● **THE TASK**
Reproduce every one of the lines below verbatim.

— Start of MATERIAL FOR THIS TASK —

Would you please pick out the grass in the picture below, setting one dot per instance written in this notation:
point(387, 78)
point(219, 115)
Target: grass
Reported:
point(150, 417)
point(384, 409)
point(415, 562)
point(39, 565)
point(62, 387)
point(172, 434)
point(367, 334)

— End of MATERIAL FOR THIS TASK —

● **SOLUTION**
Would you please pick out the grass in the picture below, setting one dot per instance written in this notation:
point(387, 78)
point(219, 115)
Target: grass
Reported:
point(150, 417)
point(384, 409)
point(415, 562)
point(39, 565)
point(62, 387)
point(172, 434)
point(367, 334)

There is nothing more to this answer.